Give an exact copy of every line, leaving images out.

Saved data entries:
—————
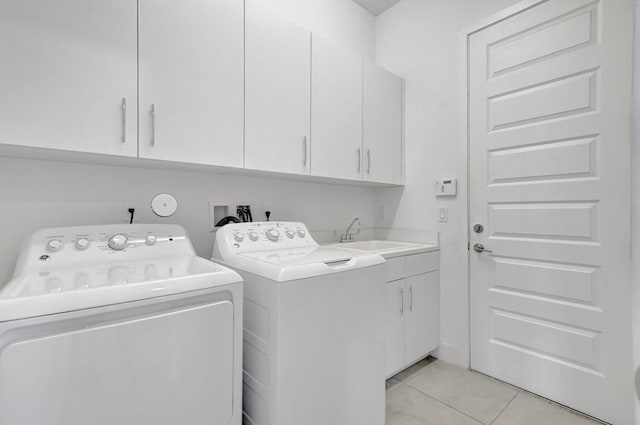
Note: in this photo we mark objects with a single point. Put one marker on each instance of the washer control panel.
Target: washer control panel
(263, 236)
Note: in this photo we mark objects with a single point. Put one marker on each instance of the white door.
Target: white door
(336, 111)
(549, 181)
(382, 125)
(394, 323)
(191, 81)
(278, 93)
(422, 316)
(68, 75)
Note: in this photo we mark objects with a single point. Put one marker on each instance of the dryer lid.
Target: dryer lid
(64, 289)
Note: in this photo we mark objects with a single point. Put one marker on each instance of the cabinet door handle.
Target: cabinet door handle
—————
SOLUTION:
Note: in this photo we mark objects with a single point. Put one marker on each instance of the washer control panel.
Target: washer control panel
(263, 236)
Note: in this photo we mark objects with a single point. Put one marker on each instance of the white door.
Target: white door
(336, 111)
(549, 181)
(382, 125)
(394, 323)
(191, 81)
(278, 93)
(422, 316)
(68, 75)
Note: in this photo we mark objects with a single point. Put one marker on each instance of the dryer lid.
Target: dryer lid
(64, 289)
Note: in this photo we mark objects with a single point. Put one marker on each instance of the cabinet door handle.
Target: cabinet door handle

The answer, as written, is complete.